DOCUMENT EXCERPT:
The first batch of COVID-19 vaccine doses arrived in Los Angeles Sunday night, after a group of medical experts convened by Western states confirmed Pfizer’s vaccine safe for public use.
The Western States Scientific Safety Review Workgroup, which also includes Washington, Oregon and Nevada, is a panel of experts launched by California to ensure the safety and effectiveness of COVID-19 vaccines. On Sunday, the panel confirmed that the Pfizer COVID-19 vaccine is safe and efficacious and provided their recommendations to the governors.
The panel has worked with federal authorities concurrently and independently to review the Federal Drug Administration’s actions related to COVID-19 vaccinations, which the agency approved for emergency use of on Friday.
More than 325,000 doses of the COVID-19 vaccine were on their way to California, Gov. Gavin Newsom’s office announced earlier Sunday, amid record-setting case numbers and shrinking intensive care unit capacity.
The vaccines will be stored in ultra-low temperature freezers —about 94 degrees below zero— in UC Davis and other sites across the state.
The first shipments of the Pfizer vaccine left Michigan early Sunday for 145 distribution centers nationwide. States will get vaccines based on their adult population, and additional shipments are coming this week.
The vaccine is heading to hospitals and other sites across the country that can store it at extremely low temperatures. Pfizer is using containers with dry ice and GPS-enabled sensors to ensure each shipment stays colder than the weather in Antarctica.
In California — which on Saturday reported another record day of newly confirmed COVID-19 cases — counties will have specific allotments that will be distributed to hospitals determined by state health officials to have adequate storage capacity, serve a high-risk health care population and have the ability to vaccinate people quickly.
The first phase of distribution will focus on health workers and residents of long-term care facilities.
The vaccine requires two doses over a three-week period, state officials said.
Noting the reduced ICU capacity in the state, Newsom called the FDA’s approval of the vaccine a “tremendous step.”
“As California continues to fight the surge, we know hope is on the way with a vaccine,” Newsom said in a statement Sunday. “To help end this pandemic and move toward phased vaccine distribution across our state, we are calling on all Californians to continue doing their part.”
Oregon’s Gov. Kate Brown said residents in her state can be confident that “some of the best doctors, scientists, and immunologists in the world have reviewed the data and affirmed that the Pfizer-BioNTech vaccine is safe and effective.”
Washington Gov. Jay Inslee said: “It was crucial that the Western states had their own independent review of the vaccine, so we can have additional confidence on its safety and efficacy before we start administering to the people of our states.”
The vaccines come as the situation grows more dire by the day nationwide and in California, with the holiday season well underway.
Public health officials have been pleading with the public to stay home as much as possible, with already surging infection rates and hospitalizations expected to continue to climb as people ignore precautions to gather for the holidays.
Barbara Ferrer, L.A. County’s public health director, said on Saturday that “this is an extraordinarily challenging time,” as deaths have increased 416% across the county in the past month, while hospitalizations have increased 303% over the past 30 days.
“Hospitals are stressed and filling up with hundreds of new COVID-19 positive patients each day, our health care workers are exhausted, and deaths are reaching an all-time high,” Ferrer said Saturday. “Actions taken by each of us continue to make or break our collective ability to prevent many people from becoming infected, seriously ill and potentially passing away from COVID-19.”
On Saturday, state health officials announced another troubling milestone in the Central Valley, where the remaining emergency room capacity hit 0%.
The remaining capacity of Southern California ICUs fell to just 5.3% as officials expected many days of rising cases among people infected over Thanksgiving.

(Natural language region descriptions)
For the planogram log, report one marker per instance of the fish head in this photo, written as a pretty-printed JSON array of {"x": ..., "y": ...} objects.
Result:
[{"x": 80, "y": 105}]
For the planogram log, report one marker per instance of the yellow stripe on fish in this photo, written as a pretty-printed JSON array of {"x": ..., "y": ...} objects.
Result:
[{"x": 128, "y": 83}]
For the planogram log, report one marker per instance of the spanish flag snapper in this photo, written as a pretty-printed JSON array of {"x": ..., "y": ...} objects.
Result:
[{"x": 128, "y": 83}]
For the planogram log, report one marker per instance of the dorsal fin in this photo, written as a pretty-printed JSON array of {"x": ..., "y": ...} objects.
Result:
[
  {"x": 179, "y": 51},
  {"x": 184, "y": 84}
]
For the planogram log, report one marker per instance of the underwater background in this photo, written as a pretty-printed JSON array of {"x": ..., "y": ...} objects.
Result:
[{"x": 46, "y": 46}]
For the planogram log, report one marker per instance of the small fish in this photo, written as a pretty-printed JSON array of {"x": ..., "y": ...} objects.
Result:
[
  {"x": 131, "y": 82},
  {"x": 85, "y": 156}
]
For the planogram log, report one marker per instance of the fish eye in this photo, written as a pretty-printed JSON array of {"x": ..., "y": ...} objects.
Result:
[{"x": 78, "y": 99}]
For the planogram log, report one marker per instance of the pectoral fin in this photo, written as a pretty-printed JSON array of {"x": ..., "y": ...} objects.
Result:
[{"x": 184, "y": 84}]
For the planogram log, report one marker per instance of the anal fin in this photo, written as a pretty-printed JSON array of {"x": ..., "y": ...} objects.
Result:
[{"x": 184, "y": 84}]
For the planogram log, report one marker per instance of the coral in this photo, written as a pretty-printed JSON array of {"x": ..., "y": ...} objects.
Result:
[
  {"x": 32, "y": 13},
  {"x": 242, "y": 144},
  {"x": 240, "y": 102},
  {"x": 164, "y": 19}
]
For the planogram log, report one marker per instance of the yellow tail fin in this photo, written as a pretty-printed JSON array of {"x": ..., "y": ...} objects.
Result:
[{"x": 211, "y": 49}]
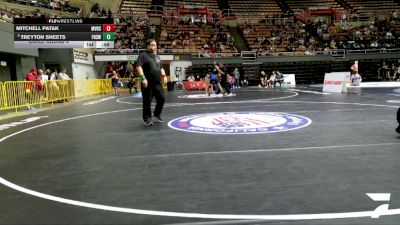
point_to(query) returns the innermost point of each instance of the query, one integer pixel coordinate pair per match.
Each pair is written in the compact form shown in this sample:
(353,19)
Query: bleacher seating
(304,4)
(135,6)
(212,5)
(373,5)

YOUR TASKS:
**1.** According to the article on the vaccine's arrival in California, are these statements true? (a) California launched the Western States Scientific Safety Review Workgroup. (b) The vaccine requires a single dose. (c) The first shipments of the Pfizer vaccine left Michigan for 145 distribution centers nationwide. Answer yes or no for each, and quote the words from the article that decide it.
**2.** Reproduce word for word the passage of the vaccine article between "The vaccines will" and "weather in Antarctica.", inclusive.

ANSWER SET:
**1.**
(a) Yes: "is a panel of experts launched by California to ensure the safety and effectiveness of COVID-19 vaccines."
(b) No: "The vaccine requires two doses over a three-week period, state officials said."
(c) Yes: "The first shipments of the Pfizer vaccine left Michigan early Sunday for 145 distribution centers nationwide."

**2.**
The vaccines will be stored in ultra-low temperature freezers —about 94 degrees below zero— in UC Davis and other sites across the state.
The first shipments of the Pfizer vaccine left Michigan early Sunday for 145 distribution centers nationwide. States will get vaccines based on their adult population, and additional shipments are coming this week.
The vaccine is heading to hospitals and other sites across the country that can store it at extremely low temperatures. Pfizer is using containers with dry ice and GPS-enabled sensors to ensure each shipment stays colder than the weather in Antarctica.